━━━━━ TEXTE EXTRAIT
Par Nicolas Anspach le 14 juin 2011                      Lien  
Avec son complice {{Bernard Godi}}, {{Zidrou}} a créé le cancre à qui tout réussit ! {L’élève Ducobu} est en haut de l’affiche, tant en librairie qu’au cinéma. L’adaptation cinématographique réalisée par {{Philippe De Chauveron}} sort ces jours-ci dans les salles obscures. Pas de triche pour ces auteurs plutôt fortiches. Zidrou revient avec nous sur la genèse de la série à l’occasion de la parution du 17e album.

Zidrou : « Nous avons créé accidentellement l'élève Ducobu ! » Vous souvenez-vous de la création de L’Élève Ducobu ?

Bien sûr. Je travaillais comme secrétaire de rédaction pour les revues belges Doremi, Bonjour, Dauphin et Tremplin ! Parallèlement à cela, je signais déjà des bandes dessinées dans différents supports.

Comme tout auteur débutant, j’étais alors obligé d’accepter le moindre petit travail pour pouvoir vivre de mon métier. On m’avait demandé d’assurer l’animation d’une rubrique consacrée à des jeux, des blagues et autres rébus. J’avais obtenu de Tremplin que ces animations soient intégrées dans un dessin humoristique.

Bernard Godi était un collaborateur régulier de la revue. Notre choix s’est naturellement porté sur lui pour l’animer. Nous avions fait un gag sur le thème du « copieur ». La revue Tremplin, éditée par les éditions Averbode, est vendue par abonnement aux élèves de certaines écoles belges [ Enseignement catholique. NDLR]. Les enseignants nous ont demandé de reprendre cette thématique du « copieur ». On a refait quelques gags puis, au fil des mois, nous avons eu la possibilité de les publier en couleur, de passer dans un format plus grand, etc.
━━━━━━━━━━
━━━━━ EXTRAITS DU MATÉRIEL
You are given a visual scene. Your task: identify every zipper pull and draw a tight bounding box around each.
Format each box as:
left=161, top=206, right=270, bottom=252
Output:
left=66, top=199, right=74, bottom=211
━━━━━━━━━━
» **QUESTIONS À TRAITER**
1. Recopiez le passage de l'entretien sur L'Élève Ducobu depuis « Bien sûr. Je » jusqu'à « un dessin humoristique. » inclus.
2. Selon l'entretien sur L'Élève Ducobu, qui a réalisé l'adaptation cinématographique de la série ?

» **RÉPONSES ATTENDUES**
1.
Bien sûr. Je travaillais comme secrétaire de rédaction pour les revues belges Doremi, Bonjour, Dauphin et Tremplin ! Parallèlement à cela, je signais déjà des bandes dessinées dans différents supports.

Comme tout auteur débutant, j’étais alors obligé d’accepter le moindre petit travail pour pouvoir vivre de mon métier. On m’avait demandé d’assurer l’animation d’une rubrique consacrée à des jeux, des blagues et autres rébus. J’avais obtenu de Tremplin que ces animations soient intégrées dans un dessin humoristique.

2. Philippe De Chauveron.